### Requirement A
Answer these from the interview on data visualization:
(i) In what year did Holly Rushmeier come to Yale?
(ii) Which two newspapers started having visualization specialists on their staff?
(iii) Which product is named as an example of good tools?
### Requirement B
Reproduce the part of the interview on data visualization that opens with the words containing "Sarah Pickman: You’ve" and closes with "attracted more attention?".

### Reading text
•••••
Sarah Pickman: You’ve worked in the field of data visualization for a long time, but I think it’s fair to say that in the last ten years or so it’s really become a “hot” field in the larger world, not just in academia. As someone who has been researching data visualization for several decades, what changes have you seen as this field has attracted more attention?
Holly Rushmeier: I came to Yale in 2004, and for the first couple of terms I was teaching an introductory course in visualization. But the interest just wasn’t there. People didn’t seem to get how important visualization is. So I mostly dropped it from my teaching for a few years. And then ten years ago it finally hit, and places like the New York Times and Washington Post started having visualization specialists as part of their staff, doing what I’d call responsible visualizations. They were really engaging with the questions of when to use hue variations, when to use color variations, when you use numbers of dots instead of radii of circles —basic principles of visualization. There was data visualization in the 1980s and 1990s of course, including in news media, but it’s only been more recently that we’ve had the convergence of people familiar with best principles and good tools—especially particular languages, interfaces, and products like Tableau.
•••••
### Extracted records
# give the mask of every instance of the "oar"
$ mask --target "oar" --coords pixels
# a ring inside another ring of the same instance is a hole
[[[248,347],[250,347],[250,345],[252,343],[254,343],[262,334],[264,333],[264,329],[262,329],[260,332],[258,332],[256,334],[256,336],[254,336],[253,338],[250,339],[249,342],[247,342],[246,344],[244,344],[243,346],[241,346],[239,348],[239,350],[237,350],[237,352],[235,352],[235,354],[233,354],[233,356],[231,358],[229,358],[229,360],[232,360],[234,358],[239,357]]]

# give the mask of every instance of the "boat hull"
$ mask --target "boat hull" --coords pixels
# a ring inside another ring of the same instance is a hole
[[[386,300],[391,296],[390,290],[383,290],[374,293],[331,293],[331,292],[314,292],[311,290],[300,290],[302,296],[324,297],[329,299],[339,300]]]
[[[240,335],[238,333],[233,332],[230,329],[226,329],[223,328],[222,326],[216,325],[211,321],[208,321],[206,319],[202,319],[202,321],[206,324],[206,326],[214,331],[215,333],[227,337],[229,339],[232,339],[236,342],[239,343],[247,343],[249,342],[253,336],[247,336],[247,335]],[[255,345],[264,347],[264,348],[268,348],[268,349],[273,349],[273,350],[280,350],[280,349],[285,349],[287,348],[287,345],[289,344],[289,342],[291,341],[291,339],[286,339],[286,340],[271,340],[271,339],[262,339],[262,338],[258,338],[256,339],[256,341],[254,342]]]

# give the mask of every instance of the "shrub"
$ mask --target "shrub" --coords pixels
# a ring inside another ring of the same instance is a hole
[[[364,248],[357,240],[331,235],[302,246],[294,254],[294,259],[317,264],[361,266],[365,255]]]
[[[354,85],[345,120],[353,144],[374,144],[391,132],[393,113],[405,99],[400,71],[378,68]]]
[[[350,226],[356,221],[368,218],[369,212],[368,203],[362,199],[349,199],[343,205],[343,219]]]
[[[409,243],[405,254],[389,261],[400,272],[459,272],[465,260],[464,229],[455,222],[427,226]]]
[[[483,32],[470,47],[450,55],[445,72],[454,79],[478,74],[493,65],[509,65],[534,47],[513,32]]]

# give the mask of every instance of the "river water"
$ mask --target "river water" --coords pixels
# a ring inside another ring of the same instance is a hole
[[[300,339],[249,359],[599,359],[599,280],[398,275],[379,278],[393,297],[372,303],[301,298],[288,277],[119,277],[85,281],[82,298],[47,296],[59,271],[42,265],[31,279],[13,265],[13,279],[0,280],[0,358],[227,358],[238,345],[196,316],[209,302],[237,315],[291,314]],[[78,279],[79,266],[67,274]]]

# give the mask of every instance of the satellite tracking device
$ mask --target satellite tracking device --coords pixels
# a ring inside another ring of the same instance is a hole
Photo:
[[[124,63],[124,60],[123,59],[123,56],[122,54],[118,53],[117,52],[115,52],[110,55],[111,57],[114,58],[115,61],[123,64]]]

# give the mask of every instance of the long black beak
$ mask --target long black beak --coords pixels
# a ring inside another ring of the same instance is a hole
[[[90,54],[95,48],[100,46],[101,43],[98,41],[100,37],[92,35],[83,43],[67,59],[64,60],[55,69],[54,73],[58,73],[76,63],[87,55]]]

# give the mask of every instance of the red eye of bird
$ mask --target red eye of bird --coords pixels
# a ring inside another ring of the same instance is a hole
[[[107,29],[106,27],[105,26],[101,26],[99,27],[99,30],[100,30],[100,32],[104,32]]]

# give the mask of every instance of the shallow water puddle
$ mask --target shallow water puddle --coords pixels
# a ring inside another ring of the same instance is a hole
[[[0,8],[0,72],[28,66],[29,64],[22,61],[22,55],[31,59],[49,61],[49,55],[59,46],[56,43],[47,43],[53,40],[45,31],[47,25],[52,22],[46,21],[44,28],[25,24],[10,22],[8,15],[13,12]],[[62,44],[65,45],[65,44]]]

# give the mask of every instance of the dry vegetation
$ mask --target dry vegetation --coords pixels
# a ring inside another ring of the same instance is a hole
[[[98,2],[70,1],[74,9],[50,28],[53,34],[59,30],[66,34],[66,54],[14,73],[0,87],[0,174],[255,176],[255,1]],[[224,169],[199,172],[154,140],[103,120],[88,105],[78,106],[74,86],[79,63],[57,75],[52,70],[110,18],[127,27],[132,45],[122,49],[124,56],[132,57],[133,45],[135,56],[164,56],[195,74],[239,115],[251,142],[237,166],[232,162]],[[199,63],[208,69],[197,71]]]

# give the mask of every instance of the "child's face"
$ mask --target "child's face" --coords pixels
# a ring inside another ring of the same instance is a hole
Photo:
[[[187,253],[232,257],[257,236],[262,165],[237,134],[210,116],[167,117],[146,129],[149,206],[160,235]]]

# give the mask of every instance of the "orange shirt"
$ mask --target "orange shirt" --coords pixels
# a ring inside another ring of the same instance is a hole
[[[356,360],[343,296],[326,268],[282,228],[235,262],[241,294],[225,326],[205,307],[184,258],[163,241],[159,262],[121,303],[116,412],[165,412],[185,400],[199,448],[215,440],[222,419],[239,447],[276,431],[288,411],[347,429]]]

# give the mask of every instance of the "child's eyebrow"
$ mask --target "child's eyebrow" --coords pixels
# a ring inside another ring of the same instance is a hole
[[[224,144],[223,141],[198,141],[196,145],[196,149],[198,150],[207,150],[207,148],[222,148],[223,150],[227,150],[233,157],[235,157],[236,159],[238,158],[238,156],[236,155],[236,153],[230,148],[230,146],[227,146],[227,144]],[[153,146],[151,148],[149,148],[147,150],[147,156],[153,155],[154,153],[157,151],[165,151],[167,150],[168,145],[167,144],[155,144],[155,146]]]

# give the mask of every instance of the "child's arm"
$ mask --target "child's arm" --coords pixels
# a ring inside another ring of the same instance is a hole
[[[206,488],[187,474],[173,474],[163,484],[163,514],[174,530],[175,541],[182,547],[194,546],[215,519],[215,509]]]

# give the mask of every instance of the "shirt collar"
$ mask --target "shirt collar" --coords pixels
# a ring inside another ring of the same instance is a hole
•••••
### Task response A
(i) 2004
(ii) The New York Times and the Washington Post
(iii) Tableau

### Task response B
Sarah Pickman: You’ve worked in the field of data visualization for a long time, but I think it’s fair to say that in the last ten years or so it’s really become a “hot” field in the larger world, not just in academia. As someone who has been researching data visualization for several decades, what changes have you seen as this field has attracted more attention?